■ **Exercise directions**: Leave out the pictures and copy every record exactly.

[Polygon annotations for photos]
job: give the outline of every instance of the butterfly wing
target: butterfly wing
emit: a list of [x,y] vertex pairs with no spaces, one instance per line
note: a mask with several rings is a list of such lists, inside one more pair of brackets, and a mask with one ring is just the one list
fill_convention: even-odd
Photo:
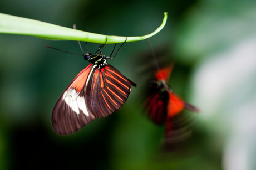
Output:
[[163,99],[161,95],[157,91],[145,100],[148,103],[146,111],[149,112],[150,119],[158,125],[165,122],[167,115],[168,100]]
[[54,130],[68,135],[81,129],[95,119],[85,104],[85,85],[91,77],[93,65],[82,70],[71,81],[56,104],[52,115]]
[[131,91],[130,80],[110,64],[94,69],[90,88],[85,91],[90,99],[86,106],[96,117],[104,117],[124,105]]

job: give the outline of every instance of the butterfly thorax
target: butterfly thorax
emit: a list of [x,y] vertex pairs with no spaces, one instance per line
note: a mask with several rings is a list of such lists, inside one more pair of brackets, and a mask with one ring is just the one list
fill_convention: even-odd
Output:
[[91,63],[98,65],[104,65],[107,64],[107,59],[109,57],[105,57],[105,55],[92,55],[90,53],[84,54],[85,60],[89,61]]

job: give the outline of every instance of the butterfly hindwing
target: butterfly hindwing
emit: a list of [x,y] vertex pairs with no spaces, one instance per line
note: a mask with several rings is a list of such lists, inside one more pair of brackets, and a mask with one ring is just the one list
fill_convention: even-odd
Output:
[[73,133],[95,118],[86,106],[84,92],[92,66],[89,65],[75,78],[53,108],[52,124],[60,135]]

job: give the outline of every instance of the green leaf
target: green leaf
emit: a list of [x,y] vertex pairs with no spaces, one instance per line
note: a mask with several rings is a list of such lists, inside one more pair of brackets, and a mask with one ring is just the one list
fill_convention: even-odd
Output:
[[[165,25],[167,12],[162,24],[152,33],[141,37],[127,37],[126,42],[149,38],[160,31]],[[0,33],[35,36],[50,40],[68,40],[104,44],[122,43],[126,37],[110,36],[81,31],[43,22],[0,13]]]

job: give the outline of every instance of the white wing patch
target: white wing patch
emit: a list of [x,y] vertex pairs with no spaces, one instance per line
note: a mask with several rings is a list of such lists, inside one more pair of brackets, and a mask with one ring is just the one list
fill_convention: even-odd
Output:
[[62,99],[66,104],[76,114],[80,114],[79,109],[82,111],[86,116],[89,116],[89,113],[85,105],[85,101],[83,97],[79,96],[76,90],[70,89],[65,91],[63,95]]

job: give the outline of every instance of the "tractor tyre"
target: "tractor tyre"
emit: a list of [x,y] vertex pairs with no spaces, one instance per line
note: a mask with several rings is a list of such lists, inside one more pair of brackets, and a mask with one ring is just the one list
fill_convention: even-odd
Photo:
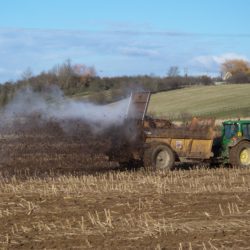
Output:
[[250,167],[250,142],[243,141],[231,148],[229,162],[232,166]]
[[144,152],[144,167],[153,170],[172,170],[175,163],[173,150],[165,145],[154,145]]

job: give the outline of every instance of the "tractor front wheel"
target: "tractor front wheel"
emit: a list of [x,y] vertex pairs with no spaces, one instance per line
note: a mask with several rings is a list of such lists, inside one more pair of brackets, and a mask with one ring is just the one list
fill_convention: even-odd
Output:
[[229,161],[233,166],[250,167],[250,142],[240,142],[230,149]]

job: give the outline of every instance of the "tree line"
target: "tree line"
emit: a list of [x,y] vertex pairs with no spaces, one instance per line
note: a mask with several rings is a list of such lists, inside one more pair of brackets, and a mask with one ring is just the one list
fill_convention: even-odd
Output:
[[[235,82],[250,82],[249,64],[245,63],[247,67],[243,67],[242,62],[237,60],[222,64],[223,74],[227,75],[226,81],[232,83],[236,79]],[[248,78],[240,78],[243,73]],[[0,84],[0,106],[6,105],[19,89],[25,87],[43,92],[56,85],[66,96],[86,96],[92,102],[107,103],[118,100],[132,90],[160,92],[193,85],[213,85],[214,81],[218,80],[220,81],[221,78],[212,79],[205,75],[180,76],[177,66],[170,67],[166,77],[152,75],[99,77],[94,67],[71,64],[70,60],[67,60],[38,75],[33,75],[28,69],[21,79]]]

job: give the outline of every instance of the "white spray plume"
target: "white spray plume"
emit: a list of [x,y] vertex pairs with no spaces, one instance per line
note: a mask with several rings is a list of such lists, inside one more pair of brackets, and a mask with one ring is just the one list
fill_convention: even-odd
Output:
[[129,98],[109,105],[96,105],[86,101],[76,101],[64,96],[58,87],[46,94],[34,92],[30,88],[20,90],[5,107],[4,117],[29,116],[38,113],[42,120],[81,120],[102,130],[111,125],[121,125],[126,118]]

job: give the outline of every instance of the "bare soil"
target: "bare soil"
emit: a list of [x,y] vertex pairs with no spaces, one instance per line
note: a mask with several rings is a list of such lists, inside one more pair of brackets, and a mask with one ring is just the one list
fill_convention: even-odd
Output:
[[34,124],[1,130],[2,249],[249,249],[250,169],[124,170],[110,131]]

■ **Solution to this exercise**:
job: give the outline of every instance of the butterfly wing
target: butterfly wing
emit: a list of [x,y] vertex pairs with no spaces, one instance per line
note: a mask with several rings is a list of such lists, inside one more pair of brackets, and a mask with one ring is just the one list
fill_convention: even-odd
Photo:
Output:
[[163,99],[161,95],[157,91],[145,100],[148,103],[146,111],[149,112],[150,119],[158,125],[165,122],[167,115],[168,100]]
[[54,130],[68,135],[81,129],[95,119],[85,104],[85,85],[91,77],[93,65],[82,70],[71,81],[56,104],[52,115]]
[[131,91],[130,80],[110,64],[94,69],[90,88],[85,91],[90,99],[86,106],[96,117],[104,117],[124,105]]

job: give the outline of every instance of the butterfly thorax
target: butterfly thorax
emit: a list of [x,y] vertex pairs with no spaces, one instance per line
note: a mask with several rings is a list of such lists, inside one more pair of brackets, and a mask with one ring is just the one list
fill_convention: even-odd
Output:
[[91,63],[98,65],[104,65],[107,64],[107,59],[109,57],[105,57],[105,55],[92,55],[90,53],[84,54],[85,60],[89,61]]

job: give the outline of every instance of the butterfly hindwing
target: butterfly hindwing
emit: a list of [x,y] vertex pairs with no spaces, one instance per line
note: a mask with several rings is a list of such lists, inside one more pair of brackets, and a mask with one ring is just the one list
fill_convention: even-odd
Output:
[[73,133],[95,118],[86,106],[84,92],[92,66],[89,65],[75,78],[53,108],[52,124],[60,135]]

job: give the outline of every instance of the green leaf
target: green leaf
emit: a list of [x,y] vertex pairs with no spaces, one instance per line
note: a mask with several rings is a list of such lists, inside one more pair of brackets, and a mask with one ring is just the one list
fill_convention: even-odd
Output:
[[[165,25],[167,12],[162,24],[152,33],[141,37],[127,37],[126,42],[149,38],[160,31]],[[0,33],[35,36],[50,40],[68,40],[104,44],[122,43],[126,37],[110,36],[81,31],[43,22],[0,13]]]

job: give the outline of every instance of the white wing patch
target: white wing patch
emit: a list of [x,y] vertex pairs with no spaces, one instance per line
note: a mask with several rings is a list of such lists, inside one more pair of brackets, and a mask with one ring is just the one list
fill_convention: even-odd
Output:
[[62,99],[66,104],[76,114],[80,114],[79,109],[82,111],[86,116],[89,116],[89,113],[85,105],[85,101],[83,97],[79,96],[76,90],[70,89],[65,91],[63,95]]

job: give the outline of every instance of the "tractor tyre"
target: "tractor tyre"
emit: a list of [x,y] vertex pairs with no spaces, one instance per line
note: a mask with several rings is a list of such lists, inside one more pair of brackets, and a mask with one ring is just the one list
fill_convention: even-odd
Photo:
Output:
[[250,167],[250,142],[243,141],[231,148],[229,162],[232,166]]
[[144,152],[144,167],[153,170],[172,170],[175,163],[173,150],[165,145],[154,145]]

job: give the outline of every instance of the "tractor front wheel"
target: "tractor front wheel"
emit: a list of [x,y] vertex pairs with no spaces, one instance per line
note: a mask with several rings is a list of such lists, inside one more pair of brackets, and a mask with one ring is just the one list
fill_convention: even-odd
Output:
[[229,161],[233,166],[250,167],[250,142],[240,142],[230,149]]

job: give the outline of every instance of the "tree line"
target: "tree line"
emit: a list of [x,y] vertex pairs with no spaces, one instance per line
note: a mask with several rings is a list of such lists, inside one more pair of brackets, and a mask with one ring is just the one list
fill_convention: even-odd
Output:
[[[235,82],[250,82],[249,64],[245,63],[247,67],[243,67],[242,62],[237,60],[222,64],[223,74],[227,75],[226,81],[232,83],[236,79]],[[248,78],[240,78],[243,73]],[[0,84],[0,106],[6,105],[19,89],[25,87],[43,92],[56,85],[66,96],[86,96],[92,102],[107,103],[118,100],[132,90],[160,92],[193,85],[213,85],[214,81],[218,80],[220,81],[221,78],[212,79],[205,75],[180,76],[177,66],[170,67],[166,77],[152,75],[99,77],[94,67],[71,64],[70,60],[67,60],[38,75],[33,75],[28,69],[21,79]]]

job: give the outline of every instance of the "white spray plume"
target: "white spray plume"
emit: a list of [x,y] vertex pairs with no spaces, one instance per line
note: a mask with several rings is a list of such lists, inside one more pair of brackets, and a mask with one ring is just the one list
fill_convention: even-odd
Output:
[[129,98],[109,105],[96,105],[86,101],[76,101],[64,96],[58,87],[46,94],[34,92],[30,88],[20,90],[5,107],[4,117],[29,116],[38,113],[42,120],[81,120],[102,130],[111,125],[121,125],[126,118]]

job: give the outline of every instance of the "bare soil"
target: "bare soil"
emit: a list of [x,y] vertex pairs with no spaces, one instance per line
note: a mask with several rings is a list of such lists, inside one more pair of brackets, and a mask with one ring is just the one list
fill_convention: even-odd
Output:
[[34,124],[1,130],[2,249],[249,249],[250,169],[124,170],[110,131]]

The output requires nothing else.